* Brief
Rewrite every line of the listing below, starting with the line containing "Tag sweaty skin" and going on through the line containing "503, 500, 584, 634", and shift each bounding-box coordinate in the answers by -111. Keep all other text, including the sample coordinates after "e.g.", unchanged.

***** Given data *****

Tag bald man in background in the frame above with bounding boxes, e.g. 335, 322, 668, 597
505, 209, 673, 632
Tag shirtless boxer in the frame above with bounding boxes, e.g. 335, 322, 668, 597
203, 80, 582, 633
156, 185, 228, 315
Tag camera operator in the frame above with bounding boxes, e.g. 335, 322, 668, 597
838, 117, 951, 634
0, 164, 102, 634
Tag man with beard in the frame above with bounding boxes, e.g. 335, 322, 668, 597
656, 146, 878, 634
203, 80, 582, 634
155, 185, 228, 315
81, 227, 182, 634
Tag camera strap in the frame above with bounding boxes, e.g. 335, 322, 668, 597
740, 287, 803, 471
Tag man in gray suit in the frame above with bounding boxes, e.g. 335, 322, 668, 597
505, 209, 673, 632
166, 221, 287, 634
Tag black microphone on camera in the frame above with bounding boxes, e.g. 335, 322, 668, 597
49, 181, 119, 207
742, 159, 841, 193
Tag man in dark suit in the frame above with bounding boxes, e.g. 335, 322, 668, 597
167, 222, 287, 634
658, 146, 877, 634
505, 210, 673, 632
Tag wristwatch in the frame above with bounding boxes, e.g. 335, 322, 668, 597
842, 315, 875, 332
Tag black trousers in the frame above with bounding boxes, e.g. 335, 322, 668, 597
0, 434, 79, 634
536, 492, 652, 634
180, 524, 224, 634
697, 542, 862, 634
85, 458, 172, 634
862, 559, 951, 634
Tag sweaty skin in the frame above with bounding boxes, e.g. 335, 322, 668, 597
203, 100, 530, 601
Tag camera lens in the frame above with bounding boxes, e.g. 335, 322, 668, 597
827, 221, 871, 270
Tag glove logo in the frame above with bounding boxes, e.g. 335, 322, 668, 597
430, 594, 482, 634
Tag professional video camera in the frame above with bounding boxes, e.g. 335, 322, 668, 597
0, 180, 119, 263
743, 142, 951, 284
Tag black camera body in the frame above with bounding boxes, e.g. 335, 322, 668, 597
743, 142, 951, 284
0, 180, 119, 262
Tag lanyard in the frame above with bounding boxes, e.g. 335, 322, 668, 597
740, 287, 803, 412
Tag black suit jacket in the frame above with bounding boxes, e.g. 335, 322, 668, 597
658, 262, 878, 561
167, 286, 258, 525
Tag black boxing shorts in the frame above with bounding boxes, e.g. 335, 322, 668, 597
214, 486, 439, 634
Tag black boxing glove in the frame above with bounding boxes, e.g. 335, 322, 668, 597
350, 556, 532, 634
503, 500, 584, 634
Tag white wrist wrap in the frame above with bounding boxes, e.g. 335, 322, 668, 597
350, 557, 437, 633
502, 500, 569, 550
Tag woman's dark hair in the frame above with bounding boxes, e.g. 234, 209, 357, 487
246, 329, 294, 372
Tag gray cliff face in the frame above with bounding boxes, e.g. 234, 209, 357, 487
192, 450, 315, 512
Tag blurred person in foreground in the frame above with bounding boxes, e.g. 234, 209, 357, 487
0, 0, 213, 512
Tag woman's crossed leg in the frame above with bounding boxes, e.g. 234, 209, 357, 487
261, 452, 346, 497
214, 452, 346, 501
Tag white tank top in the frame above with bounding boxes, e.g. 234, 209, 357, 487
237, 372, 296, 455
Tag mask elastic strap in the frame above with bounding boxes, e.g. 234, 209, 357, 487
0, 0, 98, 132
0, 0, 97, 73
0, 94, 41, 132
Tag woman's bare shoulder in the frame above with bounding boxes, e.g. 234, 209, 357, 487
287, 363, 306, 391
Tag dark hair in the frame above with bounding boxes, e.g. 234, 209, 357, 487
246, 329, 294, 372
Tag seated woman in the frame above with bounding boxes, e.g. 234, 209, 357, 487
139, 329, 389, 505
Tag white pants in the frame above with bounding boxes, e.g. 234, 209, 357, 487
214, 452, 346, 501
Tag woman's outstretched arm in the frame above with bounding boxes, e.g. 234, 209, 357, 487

*****

* Correct response
Tag sweaty skin in the frame above with bounding boxes, e.g. 335, 322, 668, 597
92, -11, 419, 490
Tag camera lens in the frame above with bounding boxes, e.g. 335, 322, 668, 597
716, 110, 760, 159
Tag glove logo in the frame above with bounding boxes, e.g. 335, 322, 668, 597
319, 483, 371, 523
Tag professional video camera in the frame above with bounding boxes, e.g. 335, 322, 668, 597
-111, 69, 8, 152
632, 31, 840, 173
Tag black camera body in the frame above with bounding boxes, e.g. 335, 322, 668, 597
632, 31, 840, 173
-111, 69, 8, 151
Tag lanyard in the frame above with bounding boxes, e.g. 335, 322, 668, 597
629, 176, 692, 301
Tag black suit jacket in the frame above with bounding boxes, e.g. 335, 322, 668, 597
547, 151, 767, 450
56, 175, 147, 414
Tag black boxing shorts in the frame above with bounding boxes, e.g. 335, 322, 668, 597
103, 375, 328, 523
Tag black boxing glove in the frame above with bounding boxes, e.g. 335, 322, 668, 597
239, 445, 421, 523
392, 389, 473, 523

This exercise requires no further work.